#### Problem to work on:
Can you retype every record below exactly as written?

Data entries

■ ■ ■ ■ ■

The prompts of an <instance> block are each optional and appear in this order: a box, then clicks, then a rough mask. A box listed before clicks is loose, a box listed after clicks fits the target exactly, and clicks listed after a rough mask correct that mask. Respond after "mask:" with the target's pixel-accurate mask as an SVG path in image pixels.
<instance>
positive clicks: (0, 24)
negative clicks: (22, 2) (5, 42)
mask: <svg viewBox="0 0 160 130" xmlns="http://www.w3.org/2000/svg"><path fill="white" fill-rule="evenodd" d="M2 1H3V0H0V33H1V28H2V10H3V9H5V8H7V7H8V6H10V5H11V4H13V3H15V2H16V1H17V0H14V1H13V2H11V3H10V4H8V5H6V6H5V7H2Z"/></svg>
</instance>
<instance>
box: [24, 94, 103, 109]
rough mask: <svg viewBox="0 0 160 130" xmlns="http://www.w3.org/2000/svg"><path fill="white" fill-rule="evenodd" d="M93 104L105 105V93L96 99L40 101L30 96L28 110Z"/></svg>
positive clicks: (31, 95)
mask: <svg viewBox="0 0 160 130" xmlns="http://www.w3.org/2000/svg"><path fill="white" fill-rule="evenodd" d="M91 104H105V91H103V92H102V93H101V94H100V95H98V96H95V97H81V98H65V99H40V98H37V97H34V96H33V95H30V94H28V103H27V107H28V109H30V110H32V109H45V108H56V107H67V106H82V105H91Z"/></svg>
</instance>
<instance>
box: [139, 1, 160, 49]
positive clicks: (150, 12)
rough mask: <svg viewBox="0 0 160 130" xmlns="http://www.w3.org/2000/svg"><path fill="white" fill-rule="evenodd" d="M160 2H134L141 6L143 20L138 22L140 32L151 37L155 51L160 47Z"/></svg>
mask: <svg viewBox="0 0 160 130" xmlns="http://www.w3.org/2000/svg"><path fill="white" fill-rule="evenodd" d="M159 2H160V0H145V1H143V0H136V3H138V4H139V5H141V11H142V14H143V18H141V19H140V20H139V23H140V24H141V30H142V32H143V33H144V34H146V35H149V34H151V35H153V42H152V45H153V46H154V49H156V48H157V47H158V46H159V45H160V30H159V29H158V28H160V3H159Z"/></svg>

■ ■ ■ ■ ■

#### Response:
The prompts of an <instance> block are each optional and appear in this order: a box, then clicks, then a rough mask. A box listed before clicks is loose, a box listed after clicks fits the target exactly, and clicks listed after a rough mask correct that mask. Respond after "mask:" with the target's pixel-accurate mask as an SVG path in image pixels.
<instance>
positive clicks: (0, 24)
negative clicks: (22, 2) (5, 42)
mask: <svg viewBox="0 0 160 130" xmlns="http://www.w3.org/2000/svg"><path fill="white" fill-rule="evenodd" d="M2 1H3V0H0V33H1V28H2V10H3V9H5V8H7V7H8V6H10V5H11V4H13V3H15V2H16V1H17V0H14V1H13V2H11V3H10V4H8V5H6V6H5V7H2Z"/></svg>
</instance>
<instance>
box: [24, 94, 103, 109]
rough mask: <svg viewBox="0 0 160 130" xmlns="http://www.w3.org/2000/svg"><path fill="white" fill-rule="evenodd" d="M93 104L105 105V93L96 99L40 101L30 96L28 110Z"/></svg>
positive clicks: (31, 95)
mask: <svg viewBox="0 0 160 130" xmlns="http://www.w3.org/2000/svg"><path fill="white" fill-rule="evenodd" d="M91 104H105V91H103V92H102V93H101V94H100V95H98V96H95V97H81V98H65V99H40V98H37V97H34V96H33V95H30V94H28V103H27V107H28V109H30V110H32V109H45V108H56V107H67V106H82V105H91Z"/></svg>
</instance>
<instance>
box: [139, 1, 160, 49]
positive clicks: (150, 12)
rough mask: <svg viewBox="0 0 160 130" xmlns="http://www.w3.org/2000/svg"><path fill="white" fill-rule="evenodd" d="M160 2H134L141 6L143 20L138 22L140 32L151 37L155 51L160 47Z"/></svg>
mask: <svg viewBox="0 0 160 130" xmlns="http://www.w3.org/2000/svg"><path fill="white" fill-rule="evenodd" d="M159 2H160V0H145V1H143V0H136V3H138V4H139V5H141V11H142V14H143V18H141V19H140V20H139V23H140V24H141V30H142V32H143V33H144V34H146V35H149V34H151V35H153V42H152V45H153V46H154V49H156V48H157V47H158V46H159V45H160V30H159V29H158V28H160V3H159Z"/></svg>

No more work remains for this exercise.